┌──
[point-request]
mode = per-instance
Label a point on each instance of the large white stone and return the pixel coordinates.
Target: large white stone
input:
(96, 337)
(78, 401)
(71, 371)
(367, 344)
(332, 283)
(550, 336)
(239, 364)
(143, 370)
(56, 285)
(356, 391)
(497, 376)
└──
AIM:
Update the records so that every "large white stone" reads "large gray stone", leaving all else unchanged.

PROBLEM SOLUTION:
[point-request]
mode = per-instance
Label a point on each instance of the large gray stone and return the pixel coordinates.
Target: large gray stone
input:
(96, 337)
(78, 401)
(71, 371)
(367, 344)
(332, 283)
(550, 336)
(239, 364)
(143, 370)
(56, 285)
(356, 391)
(497, 376)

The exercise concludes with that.